- _Given instruction 1_
Answer these from the Pong notebook:
(a) Which file would hold the DRL algorithm?
(b) What value is set for the discount factor?
(c) What size are frames resized to by the preprocessing?
- _Given instruction 2_
Write what comes next in the Pong notebook, starting after its final line.

- _Passage given_
--*--

# Intro
While this notebook focuses on understanding through clear explanations and visualizations,a professional implementation could involve separate files for better organization:
- **model.py**: Contains the neural network architecture.
- **agent.py**: Contains the DRL algorithm.
- **trainning.py**: Contains the agent interaction with the environment to provide the training and testing loops.

This notebook contains all above files in one place for better understanding! Consider this notebook the first chapter of our DRL adventure! In next notebooks, we'll be more focused on the implementation of the algorithms. 


# Simulation Environment

In [5]:
# Game of Pong Simulation environment
import gymnasium as gym
import gymnasium.utils.seeding as seeding
from gymnasium.wrappers import AtariPreprocessing, RecordVideo
import ale_py



import numpy as np
import random
from collections import namedtuple, deque
import torch
import torch.nn.functional as F
import torch.optim as optim

BUFFER_SIZE = int(1e5)  # replay buffer size
BATCH_SIZE = 64         # minibatch size
GAMMA = 0.99            # discount factor
TAU = 1e-3              # for soft update of target parameters
LR = 5e-4               # learning rate 
UPDATE_EVERY = 4        # how often to update the network

device = torch.device("cuda:0" if torch.cuda.is_available() else "cpu")


DefaultRandomSeed = 10 
# Create the Pong environment
env = gym.make("ALE/Pong-v5",frameskip=1)
env.np_random, _ = seeding.np_random(DefaultRandomSeed)
env.reset(seed=DefaultRandomSeed)
env = AtariPreprocessing(env) # Frame skipping, Grayscale, Resize (To 84*84), Stack 4 frames




# Example interaction with the environment
for _ in range(1000):
    action = env.action_space.sample()  # Take a random action
    observation, reward , terminated, truncated, info = env.step(action)  # Apply the action

    if terminated or truncated:
        state = env.reset()  # Reset the environment if done

print(terminated)

--*--

- _Records shown_
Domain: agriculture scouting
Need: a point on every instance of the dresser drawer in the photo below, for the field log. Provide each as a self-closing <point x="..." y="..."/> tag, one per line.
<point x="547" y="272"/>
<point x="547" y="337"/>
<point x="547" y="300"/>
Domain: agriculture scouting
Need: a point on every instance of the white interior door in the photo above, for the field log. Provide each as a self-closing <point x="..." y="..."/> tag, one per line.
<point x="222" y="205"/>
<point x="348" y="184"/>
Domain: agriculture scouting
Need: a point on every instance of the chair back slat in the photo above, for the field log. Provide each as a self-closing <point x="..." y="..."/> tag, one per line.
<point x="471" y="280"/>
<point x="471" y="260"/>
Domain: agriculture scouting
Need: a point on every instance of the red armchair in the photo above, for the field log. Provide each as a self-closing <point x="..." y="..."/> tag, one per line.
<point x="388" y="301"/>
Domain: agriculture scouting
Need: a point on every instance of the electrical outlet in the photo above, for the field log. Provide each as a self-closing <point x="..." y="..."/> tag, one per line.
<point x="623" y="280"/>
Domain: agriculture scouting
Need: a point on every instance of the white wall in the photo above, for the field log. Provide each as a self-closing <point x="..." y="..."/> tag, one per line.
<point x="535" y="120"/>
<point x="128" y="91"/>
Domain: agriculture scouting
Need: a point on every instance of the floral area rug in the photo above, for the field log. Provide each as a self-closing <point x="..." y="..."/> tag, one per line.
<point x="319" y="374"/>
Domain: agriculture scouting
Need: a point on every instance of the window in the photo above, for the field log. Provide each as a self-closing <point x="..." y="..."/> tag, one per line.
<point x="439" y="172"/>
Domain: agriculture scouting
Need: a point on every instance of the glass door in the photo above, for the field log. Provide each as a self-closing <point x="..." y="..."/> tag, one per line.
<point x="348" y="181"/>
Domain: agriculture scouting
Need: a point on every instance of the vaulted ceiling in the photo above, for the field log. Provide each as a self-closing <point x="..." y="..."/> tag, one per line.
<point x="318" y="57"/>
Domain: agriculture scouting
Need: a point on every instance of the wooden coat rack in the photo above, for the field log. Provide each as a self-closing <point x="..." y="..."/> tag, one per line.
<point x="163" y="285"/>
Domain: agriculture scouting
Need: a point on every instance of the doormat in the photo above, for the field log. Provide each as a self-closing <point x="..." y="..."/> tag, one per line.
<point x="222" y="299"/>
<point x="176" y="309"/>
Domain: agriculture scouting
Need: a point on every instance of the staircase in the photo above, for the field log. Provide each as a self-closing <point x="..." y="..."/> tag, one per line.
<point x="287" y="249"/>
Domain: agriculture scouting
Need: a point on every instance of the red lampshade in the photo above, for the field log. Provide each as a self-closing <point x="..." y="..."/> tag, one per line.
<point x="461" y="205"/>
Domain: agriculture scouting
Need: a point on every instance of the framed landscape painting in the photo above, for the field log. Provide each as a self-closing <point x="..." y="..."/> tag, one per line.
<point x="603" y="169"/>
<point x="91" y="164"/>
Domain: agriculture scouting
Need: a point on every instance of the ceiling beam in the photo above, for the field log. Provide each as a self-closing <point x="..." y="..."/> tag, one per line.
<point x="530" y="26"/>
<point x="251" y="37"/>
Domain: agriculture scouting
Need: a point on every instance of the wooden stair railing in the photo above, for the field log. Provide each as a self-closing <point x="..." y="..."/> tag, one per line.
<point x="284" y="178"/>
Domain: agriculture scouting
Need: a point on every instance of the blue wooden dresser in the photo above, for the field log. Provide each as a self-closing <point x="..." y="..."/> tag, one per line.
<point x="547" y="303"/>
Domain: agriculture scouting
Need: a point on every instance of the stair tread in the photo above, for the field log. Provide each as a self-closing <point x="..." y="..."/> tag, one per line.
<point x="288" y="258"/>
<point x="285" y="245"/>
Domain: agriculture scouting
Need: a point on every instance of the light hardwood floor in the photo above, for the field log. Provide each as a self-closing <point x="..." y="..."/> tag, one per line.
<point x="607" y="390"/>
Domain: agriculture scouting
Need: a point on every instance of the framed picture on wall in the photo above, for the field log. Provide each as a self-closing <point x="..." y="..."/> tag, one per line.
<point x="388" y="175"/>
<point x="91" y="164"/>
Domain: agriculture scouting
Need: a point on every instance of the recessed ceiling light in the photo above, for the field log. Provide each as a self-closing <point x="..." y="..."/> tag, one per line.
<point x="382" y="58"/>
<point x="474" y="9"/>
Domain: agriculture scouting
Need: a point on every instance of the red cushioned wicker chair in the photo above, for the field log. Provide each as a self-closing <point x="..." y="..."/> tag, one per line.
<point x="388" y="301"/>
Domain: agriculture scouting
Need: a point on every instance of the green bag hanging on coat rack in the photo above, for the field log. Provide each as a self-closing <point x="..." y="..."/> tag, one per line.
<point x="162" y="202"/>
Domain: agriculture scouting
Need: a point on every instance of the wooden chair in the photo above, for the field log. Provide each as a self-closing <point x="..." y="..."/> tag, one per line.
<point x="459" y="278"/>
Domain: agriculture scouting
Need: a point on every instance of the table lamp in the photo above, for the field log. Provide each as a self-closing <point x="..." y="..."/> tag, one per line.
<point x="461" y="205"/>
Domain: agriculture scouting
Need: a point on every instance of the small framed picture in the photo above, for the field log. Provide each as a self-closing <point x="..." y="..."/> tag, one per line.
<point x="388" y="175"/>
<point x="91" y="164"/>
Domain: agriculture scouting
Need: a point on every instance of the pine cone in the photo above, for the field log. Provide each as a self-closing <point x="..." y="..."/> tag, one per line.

--*--

- _Task output 1_
(a) agent.py
(b) 0.99
(c) 84*84

- _Task output 2_
print(info)


A.L.E: Arcade Learning Environment (version 0.9.0+750d7f9)
[Powered by Stella]


False
{'lives': 0, 'episode_frame_number': 295, 'frame_number': 4026}


# DQN Algorithm walk through 
In this part we will review all the steps in the DQN in general and in the next sections, we will learn about each step in details. The following steps are written based on the pseducode providede in the [main DQN paper](https://arxiv.org/abs/1312.5602). Steps are as folllows :
1. Initialize Experince Replay Buffer ($\mathcal{D} $)
2. Initialize action-value function network (${Q}$) with random weights ($\theta$)
3. Initialize target action-value function network ($\hat{Q}$)
4. In each episode
    -  In each step (Until episode is done or terminated)
        - Run action selection policy
            - chose a random action with a probability of $\epsilon$
            - **Otherwise** use action that maximizes the output of ${Q}$ network
        - step function! : take action $a_t$, shift to $s_{t+1}$, and receive reward $r_{t}$
        



# Model 

In [6]:
import torch
import torch.nn as nn
import torch.nn.functional as F


class QNetwork(nn.Module):

    def __init__(self, action_size):
        super(QNetwork, self).__init__()
        self.conv1 = nn.Conv2d(2,  4, kernel_size=6, stride=2)  # 2x84x84 to 4x40x40
        self.conv2 = nn.Conv2d(4, 16, kernel_size=8, stride=4)  # 4x40x40 to 16x9x9
        self.lsize = 16*9*9
        self.fc1 = nn.Linear(self.lsize, 256)
        self.fc2 = nn.Linear(256, action_size)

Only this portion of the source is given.